WHAT IS BEING ASKED -
Each record below is to be output with no change at all.

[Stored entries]

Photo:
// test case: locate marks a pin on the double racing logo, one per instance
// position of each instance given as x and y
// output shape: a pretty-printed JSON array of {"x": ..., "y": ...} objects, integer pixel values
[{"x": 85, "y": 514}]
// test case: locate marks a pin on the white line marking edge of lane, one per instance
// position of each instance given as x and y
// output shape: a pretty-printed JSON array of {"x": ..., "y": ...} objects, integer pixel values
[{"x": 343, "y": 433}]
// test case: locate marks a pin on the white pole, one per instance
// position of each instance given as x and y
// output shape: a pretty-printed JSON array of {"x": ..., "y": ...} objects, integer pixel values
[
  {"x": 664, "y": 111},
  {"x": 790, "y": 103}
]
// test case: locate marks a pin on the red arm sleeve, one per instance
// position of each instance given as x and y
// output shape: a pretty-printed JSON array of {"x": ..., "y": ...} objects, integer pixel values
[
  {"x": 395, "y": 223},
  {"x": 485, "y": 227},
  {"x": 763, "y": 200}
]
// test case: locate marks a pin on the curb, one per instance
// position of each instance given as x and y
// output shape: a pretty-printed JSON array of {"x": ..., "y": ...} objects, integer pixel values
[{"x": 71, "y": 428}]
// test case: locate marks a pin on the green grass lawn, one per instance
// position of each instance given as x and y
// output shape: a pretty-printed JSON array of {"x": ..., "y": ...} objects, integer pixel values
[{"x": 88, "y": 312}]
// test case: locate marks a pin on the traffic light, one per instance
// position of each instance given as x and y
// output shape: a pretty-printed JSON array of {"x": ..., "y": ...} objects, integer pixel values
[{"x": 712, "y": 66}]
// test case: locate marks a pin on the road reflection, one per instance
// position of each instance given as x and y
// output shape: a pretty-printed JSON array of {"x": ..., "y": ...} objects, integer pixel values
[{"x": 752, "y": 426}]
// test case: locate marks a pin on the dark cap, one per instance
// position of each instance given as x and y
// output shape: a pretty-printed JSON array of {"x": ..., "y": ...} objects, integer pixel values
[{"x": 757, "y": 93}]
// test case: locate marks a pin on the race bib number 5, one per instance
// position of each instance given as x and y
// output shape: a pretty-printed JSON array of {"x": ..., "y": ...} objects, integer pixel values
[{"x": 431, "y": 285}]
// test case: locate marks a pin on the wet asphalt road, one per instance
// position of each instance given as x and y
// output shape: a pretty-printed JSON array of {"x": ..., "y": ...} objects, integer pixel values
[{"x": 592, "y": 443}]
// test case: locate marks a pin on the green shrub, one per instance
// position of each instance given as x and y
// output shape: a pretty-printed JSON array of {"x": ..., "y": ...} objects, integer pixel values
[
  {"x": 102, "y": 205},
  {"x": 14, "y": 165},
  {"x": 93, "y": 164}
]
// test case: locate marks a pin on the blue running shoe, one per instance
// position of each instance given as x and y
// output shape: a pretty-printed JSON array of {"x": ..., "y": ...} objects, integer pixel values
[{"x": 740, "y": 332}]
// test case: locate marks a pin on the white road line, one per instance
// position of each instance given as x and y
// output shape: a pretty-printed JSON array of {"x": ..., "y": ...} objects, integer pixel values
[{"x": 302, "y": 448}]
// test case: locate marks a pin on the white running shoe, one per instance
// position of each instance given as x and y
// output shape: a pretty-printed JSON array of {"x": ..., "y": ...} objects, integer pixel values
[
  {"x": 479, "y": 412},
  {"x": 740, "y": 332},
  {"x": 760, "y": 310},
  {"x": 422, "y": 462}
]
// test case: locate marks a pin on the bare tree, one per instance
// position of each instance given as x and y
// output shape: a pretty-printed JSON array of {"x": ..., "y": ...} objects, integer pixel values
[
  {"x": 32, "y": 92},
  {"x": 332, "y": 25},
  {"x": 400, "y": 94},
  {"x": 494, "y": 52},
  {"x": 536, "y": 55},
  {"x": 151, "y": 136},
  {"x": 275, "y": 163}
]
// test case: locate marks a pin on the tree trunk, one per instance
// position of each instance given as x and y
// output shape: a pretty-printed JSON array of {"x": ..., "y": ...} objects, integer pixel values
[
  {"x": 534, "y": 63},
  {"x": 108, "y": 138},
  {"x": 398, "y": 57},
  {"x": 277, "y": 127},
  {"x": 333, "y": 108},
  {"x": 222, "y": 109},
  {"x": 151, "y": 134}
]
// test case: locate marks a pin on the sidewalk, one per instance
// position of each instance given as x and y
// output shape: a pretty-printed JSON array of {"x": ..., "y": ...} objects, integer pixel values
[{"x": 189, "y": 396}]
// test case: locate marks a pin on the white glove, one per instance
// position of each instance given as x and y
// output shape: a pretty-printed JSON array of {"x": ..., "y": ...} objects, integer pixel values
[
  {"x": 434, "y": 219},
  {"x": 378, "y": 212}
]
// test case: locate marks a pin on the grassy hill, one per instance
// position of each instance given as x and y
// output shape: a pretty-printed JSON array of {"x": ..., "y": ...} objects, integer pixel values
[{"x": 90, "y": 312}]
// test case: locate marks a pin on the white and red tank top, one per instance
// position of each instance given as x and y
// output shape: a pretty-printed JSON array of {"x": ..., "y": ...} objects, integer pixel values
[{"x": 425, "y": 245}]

EXERCISE OUTPUT -
Photo:
// test case: locate marks a pin on the double racing logo, one per instance
// position of each instance given as x and y
// output shape: a pretty-printed JSON array of {"x": ..., "y": ...} objects, integer pixel values
[{"x": 85, "y": 514}]
// test case: locate marks a pin on the white line marking edge of lane, one per instance
// position of each instance given as x and y
// output shape: a pretty-printed JSON array of {"x": ..., "y": ...} objects, integer pixel values
[{"x": 343, "y": 433}]
// test case: locate marks a pin on the white pole, one per instance
// position of each instance given as x and y
// output shape: a pretty-printed JSON array of {"x": ..., "y": ...} objects, integer pixel values
[
  {"x": 664, "y": 111},
  {"x": 790, "y": 103}
]
// test case: locate marks a pin on the red arm sleeve, one per instance
// position of each instance given as x and y
// output shape: a pretty-printed JSON array of {"x": ..., "y": ...} objects, integer pixel values
[
  {"x": 395, "y": 223},
  {"x": 485, "y": 227},
  {"x": 763, "y": 200}
]
// test case: locate marks a pin on the curb, one per instance
// position of each instance given as x and y
// output shape: a pretty-printed JSON array of {"x": ..., "y": ...} objects, integer pixel values
[{"x": 71, "y": 428}]
// test case: locate marks a pin on the green grass lawn, one per instance
// position of each instance given as x and y
// output shape: a pretty-printed JSON array of {"x": ..., "y": ...} objects, integer pixel values
[{"x": 88, "y": 312}]
// test case: locate marks a pin on the traffic light, one per instance
// position of each instance given as x and y
// output shape: a pretty-printed JSON array of {"x": ..., "y": ...} objects, integer pixel values
[{"x": 712, "y": 66}]
// test case: locate marks a pin on the road reflection, one per instance
// position of each instance given as x and y
// output shape: a pretty-printed JSON array of {"x": ..., "y": ...} objects, integer pixel values
[{"x": 752, "y": 426}]
// test case: locate marks a pin on the dark cap, one per instance
// position of each instance given as x and y
// output shape: a pretty-printed JSON array of {"x": ..., "y": ...} objects, integer pixel values
[{"x": 757, "y": 93}]
// test case: locate marks a pin on the race bib number 5, one per instance
// position of each instance given as x and y
// output shape: a pretty-printed JSON array of {"x": ..., "y": ...} objects, integer pixel values
[{"x": 431, "y": 285}]
// test case: locate marks a pin on the wet asphalt road, one per instance
// position of each instance given as x and y
// output shape: a pretty-printed JSON array of {"x": ..., "y": ...} objects, integer pixel values
[{"x": 592, "y": 443}]
// test case: locate marks a pin on the green shrub, one per instance
// position of each instance given as x and y
// output shape: a pretty-printed JSON array of {"x": ..., "y": ...} objects, integer pixel values
[
  {"x": 102, "y": 205},
  {"x": 14, "y": 165},
  {"x": 93, "y": 164}
]
// test case: locate marks a pin on the blue running shoe, one per instance
// position of each instance given as x and y
// output shape: a pretty-printed JSON array of {"x": ..., "y": ...} objects, integer pixel values
[{"x": 740, "y": 332}]
// test case: locate marks a pin on the white road line, one per instance
// position of each instance given as x and y
// output shape: a pretty-printed JSON array of {"x": ..., "y": ...} objects, integer pixel values
[{"x": 302, "y": 448}]
// test case: locate marks a pin on the white running shoe, one per instance
// position of each instance given as x and y
// output shape: a pretty-printed JSON array of {"x": ..., "y": ...} objects, integer pixel values
[
  {"x": 479, "y": 412},
  {"x": 740, "y": 332},
  {"x": 760, "y": 310},
  {"x": 422, "y": 462}
]
// test case: locate marks a pin on the bare tree, one per instance
// position of each instance given as x and y
// output shape: a pretty-printed JSON array of {"x": ..., "y": ...} objects, integer pixel values
[
  {"x": 32, "y": 92},
  {"x": 332, "y": 25},
  {"x": 400, "y": 94},
  {"x": 494, "y": 52},
  {"x": 536, "y": 55},
  {"x": 151, "y": 136},
  {"x": 275, "y": 163}
]
// test case: locate marks a pin on the tree trunk, one per instance
// position of each instance given as x and y
// output shape: a pretty-printed JSON array of {"x": ..., "y": ...} objects, integer pixel values
[
  {"x": 534, "y": 63},
  {"x": 108, "y": 138},
  {"x": 398, "y": 57},
  {"x": 277, "y": 127},
  {"x": 333, "y": 108},
  {"x": 222, "y": 109},
  {"x": 151, "y": 134}
]
// test case: locate marks a pin on the sidewalk, one per instance
// position of each instance given as x and y
// output shape: a pretty-printed JSON array of {"x": ..., "y": ...} objects, integer pixel values
[{"x": 189, "y": 396}]
// test case: locate marks a pin on the white glove, one per instance
// position of each instance given as x and y
// output shape: a pretty-printed JSON array of {"x": ..., "y": ...} objects, integer pixel values
[
  {"x": 434, "y": 219},
  {"x": 378, "y": 212}
]
// test case: locate marks a pin on the grassy hill, one per instance
// position of each instance given as x and y
// output shape: a pretty-printed JSON array of {"x": ..., "y": ...} objects, integer pixel values
[{"x": 90, "y": 312}]
// test case: locate marks a pin on the white and red tank top, one per instance
// position of each instance given as x and y
// output shape: a pretty-printed JSON array of {"x": ..., "y": ...} objects, integer pixel values
[{"x": 425, "y": 245}]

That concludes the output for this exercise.